● **Task instructions**:
Gather every row below that contains the string "line" and copy each of those rows in full.

● **Information shown**:
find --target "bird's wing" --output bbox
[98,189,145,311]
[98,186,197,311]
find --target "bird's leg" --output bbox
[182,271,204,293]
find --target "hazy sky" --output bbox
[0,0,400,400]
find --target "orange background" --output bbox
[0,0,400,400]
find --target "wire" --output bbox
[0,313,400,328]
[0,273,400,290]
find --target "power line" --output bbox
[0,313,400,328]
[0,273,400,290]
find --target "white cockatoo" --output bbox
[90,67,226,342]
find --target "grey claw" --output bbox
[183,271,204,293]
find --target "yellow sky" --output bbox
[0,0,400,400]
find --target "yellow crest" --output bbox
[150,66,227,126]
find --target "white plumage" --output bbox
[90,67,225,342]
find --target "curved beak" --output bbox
* * *
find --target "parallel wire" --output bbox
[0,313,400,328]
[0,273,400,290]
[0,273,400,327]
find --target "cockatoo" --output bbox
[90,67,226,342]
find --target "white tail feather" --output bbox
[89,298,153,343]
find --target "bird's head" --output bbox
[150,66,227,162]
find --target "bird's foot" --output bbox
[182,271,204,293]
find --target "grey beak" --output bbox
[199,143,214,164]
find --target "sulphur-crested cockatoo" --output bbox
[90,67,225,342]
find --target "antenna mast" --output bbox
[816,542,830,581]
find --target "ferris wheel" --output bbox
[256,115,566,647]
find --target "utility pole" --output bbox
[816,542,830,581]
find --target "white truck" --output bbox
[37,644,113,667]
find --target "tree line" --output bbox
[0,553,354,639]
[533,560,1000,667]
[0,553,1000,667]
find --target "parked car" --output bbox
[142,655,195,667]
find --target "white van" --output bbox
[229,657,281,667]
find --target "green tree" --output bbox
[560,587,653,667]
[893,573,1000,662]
==
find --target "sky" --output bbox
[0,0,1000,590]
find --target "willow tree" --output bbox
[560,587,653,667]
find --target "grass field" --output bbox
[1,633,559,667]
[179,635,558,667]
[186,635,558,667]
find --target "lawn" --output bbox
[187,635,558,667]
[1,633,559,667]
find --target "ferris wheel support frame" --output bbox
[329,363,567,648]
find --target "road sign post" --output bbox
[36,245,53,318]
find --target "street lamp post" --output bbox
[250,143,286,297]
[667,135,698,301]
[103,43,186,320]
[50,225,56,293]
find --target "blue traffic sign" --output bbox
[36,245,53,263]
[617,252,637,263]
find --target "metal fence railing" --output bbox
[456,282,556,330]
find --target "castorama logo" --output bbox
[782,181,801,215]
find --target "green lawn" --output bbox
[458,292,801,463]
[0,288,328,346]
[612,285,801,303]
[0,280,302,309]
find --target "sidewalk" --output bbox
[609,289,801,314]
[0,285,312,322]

● **Solution for this problem**:
find --target "power line" --output bbox
find --target "tree line" --output bbox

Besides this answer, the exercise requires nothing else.